__Article__:

>> Start

Kim Crane Hammond (October 12, 1944 – July 16, 2017) was a judge in Flagler County, Florida and was a quarterback for Florida State University. For Seminole fans, he is best remembered for quarterbacking the team's first victory over rival Florida in Gainesville, 21–16. Hammond died on Sunday, July 16, 2017, after suffering from illnesses for several years.

Early life and high school career
Hammond attended Melbourne High School in Melbourne, Florida, where he played football, baseball and basketball.

College career
After a year as a redshirt, then two as backup to Gary Pajcic, Hammond got his first start in the second game of his senior year against Alabama. The Crimson Tide was riding a 21-game winning streak, but Hammond and the Seminoles were ready. FSU had lost in 1965 by the score of 21-0, but instead of being dominated, they embarrassed Bear Bryant by scoring more points than Alabama had allowed the entire previous season. The final score was 37-37, but the tie was probably the most impressive game the Seminoles had played. FSU lost its next game to North Carolina State 20-10 before winning the remaining 7 regular season games. As a reward for their 7-2-1 season, they were invited to the Gator Bowl in Jacksonville. Hammond played in the 1967 Senior Bowl and was named MVP. He was a second-team All-American quarterback in his senior year and finished fifth in Heisman Trophy voting.

>> End

__Data excerpts__:
>> Start

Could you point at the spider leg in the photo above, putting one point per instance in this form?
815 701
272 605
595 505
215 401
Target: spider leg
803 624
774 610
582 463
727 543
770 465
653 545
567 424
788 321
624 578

>> End

__Set task__:
In the article on Kim Hammond, what was the final score of the game against Alabama in which he made his first start?

__Reply__:
37–37